- [Work item]: No picture should appear in the copy. Transcribe exactly, and only, the lines from the one with "column 105, row 84" through the last line of the data below.
----- Data shown
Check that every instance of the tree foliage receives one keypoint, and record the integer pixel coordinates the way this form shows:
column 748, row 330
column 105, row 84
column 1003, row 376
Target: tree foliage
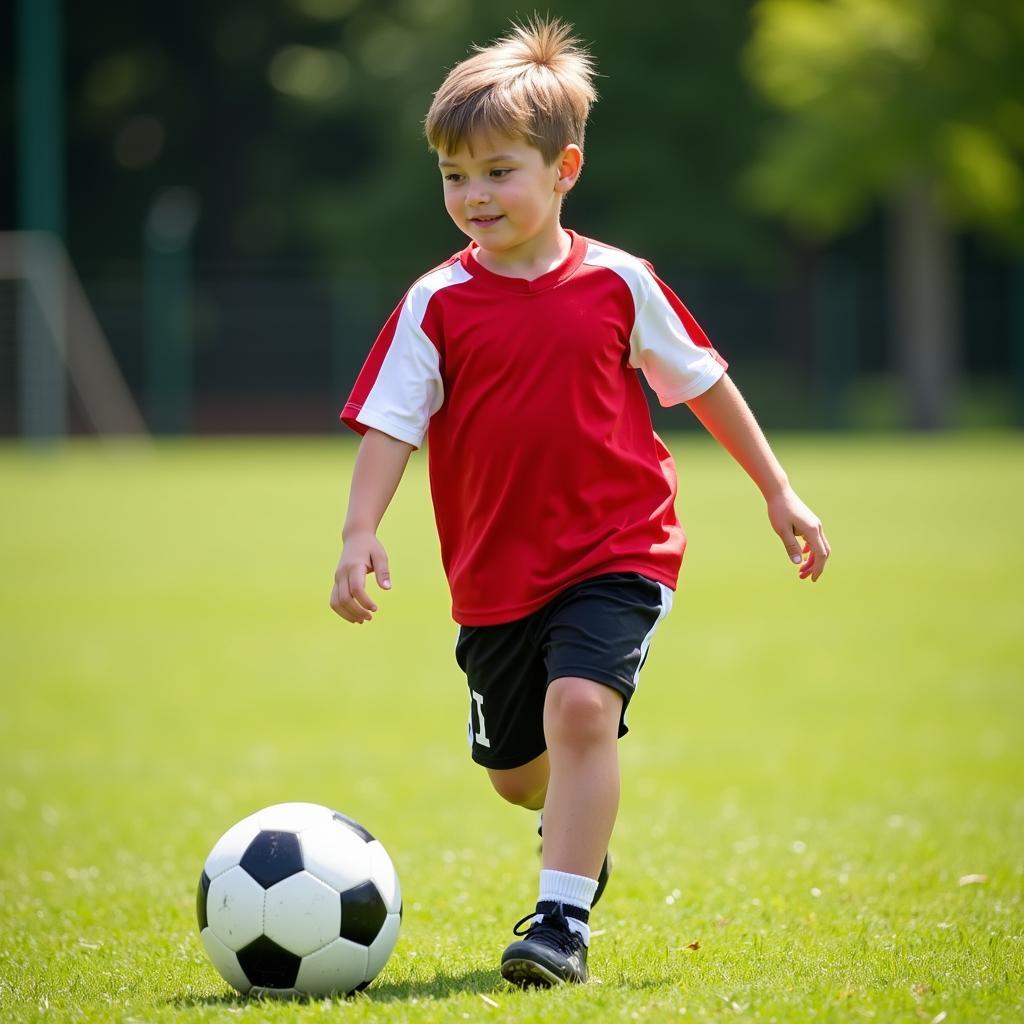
----------
- [Solution to the problem]:
column 105, row 84
column 1003, row 376
Target: tree foliage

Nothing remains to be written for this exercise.